- Directed by: João César Monteiro
- Written by: João César Monteiro
- Starring: João César Monteiro Manuela de Freitas Ruy Furtado
- Release date: 1989;
- Running time: 122 minutes
- Country: Portugal
- Language: Portuguese

= Recollections of the Yellow House =

Recollections of the Yellow House (Recordações da Casa Amarela) is a 1989 Portuguese film written and directed by João César Monteiro.

==Plot==
João de Deus, a middle-aged man, lives in a cheap boarding house in an old part of Lisbon. He is plagued by illness. He relies on Franz Schubert's music and films to stave off misery. Isolated and eccentric, João obsesses over his landlady’s daughter, engaging in odd and sometimes disturbing behaviours such as drinking her bathwater and collecting her hair. After harassing his landlord's daughters, he is thrown out of his room. He is sent to a mental hospital, but he eventually manages to escape through the sewers.

== REQUIRED ACTIONS ==
[1] According to the film article, how does João de Deus get out of the mental hospital?
[2] Carry on the article on Recollections of the Yellow House from its last sentence.
The material has no connection to the article on Recollections of the Yellow House.

== RECORD EXCERPTS ==
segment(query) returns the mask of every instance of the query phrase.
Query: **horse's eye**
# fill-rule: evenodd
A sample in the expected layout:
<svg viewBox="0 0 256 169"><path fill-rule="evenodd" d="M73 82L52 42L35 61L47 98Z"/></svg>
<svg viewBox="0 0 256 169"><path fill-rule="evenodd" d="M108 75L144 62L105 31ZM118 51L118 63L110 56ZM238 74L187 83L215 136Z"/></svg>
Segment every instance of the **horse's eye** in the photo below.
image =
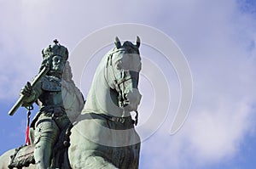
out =
<svg viewBox="0 0 256 169"><path fill-rule="evenodd" d="M117 70L121 70L122 69L122 61L121 60L119 60L115 63L115 68Z"/></svg>

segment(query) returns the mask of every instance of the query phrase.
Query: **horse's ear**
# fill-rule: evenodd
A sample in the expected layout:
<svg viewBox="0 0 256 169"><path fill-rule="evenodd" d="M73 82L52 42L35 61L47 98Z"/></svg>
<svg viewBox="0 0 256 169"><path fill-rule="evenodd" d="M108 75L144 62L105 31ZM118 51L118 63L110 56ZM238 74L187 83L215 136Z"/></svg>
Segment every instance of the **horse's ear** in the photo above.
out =
<svg viewBox="0 0 256 169"><path fill-rule="evenodd" d="M115 37L115 39L114 39L114 44L115 44L115 47L116 47L117 48L121 48L121 42L120 42L120 41L119 41L119 39L118 37Z"/></svg>
<svg viewBox="0 0 256 169"><path fill-rule="evenodd" d="M139 48L140 45L141 45L141 39L138 36L137 36L136 45L137 45L137 48Z"/></svg>

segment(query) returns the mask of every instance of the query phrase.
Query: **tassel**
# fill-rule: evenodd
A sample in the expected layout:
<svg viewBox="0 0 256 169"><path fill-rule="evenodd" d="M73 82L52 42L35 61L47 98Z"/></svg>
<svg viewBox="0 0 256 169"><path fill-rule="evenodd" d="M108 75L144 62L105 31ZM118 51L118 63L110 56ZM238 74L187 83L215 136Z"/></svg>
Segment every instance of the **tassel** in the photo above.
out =
<svg viewBox="0 0 256 169"><path fill-rule="evenodd" d="M30 145L30 139L29 139L29 127L26 127L26 144Z"/></svg>
<svg viewBox="0 0 256 169"><path fill-rule="evenodd" d="M31 115L30 110L32 110L32 107L30 106L28 108L28 111L27 111L27 114L26 114L26 121L27 121L26 129L26 145L30 145L31 144L30 139L29 139L29 123L30 123L30 115Z"/></svg>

== TASK RESULTS ==
[1] He escapes through the sewers.

[2]
==Cast==
- João César Monteiro as João de Deus
- Manuela de Freitas as Dona Violeta
- Ruy Furtado as Senhor Armando
- Teresa Calado as Menina Julieta
- Duarte de Almeida as Ferdinando
- António Terrinha as the Doctor
- Sabina Sacchi as Mimi
- Henrique Viana as the Graduating Policeman
- Luís Miguel Cintra as Lívio
- Maria Ângela Violeta as Madre de Deus
- Violeta Sarzedas as the Next Door Neighbor
- João Pedro Bénard da Costa as the Dairy Worker
- Manuel Gomes as Laurindo
- Maria da Luz Fernandes as the Neighbor with the Baby
- Vasco Sequeira as the Tavern Owner
- José Nunes as the Kennel Worker
- Ester Caldeira, Ana Banhas, António Terrinha and Dona Gina as Neighbors
- João Santos as the Beggar
- Helena Ribas as the Policewoman
- Adamastor Duarte as the Policeman

==Awards==
It was awarded the Silver Lion at the 46th Venice International Film Festival.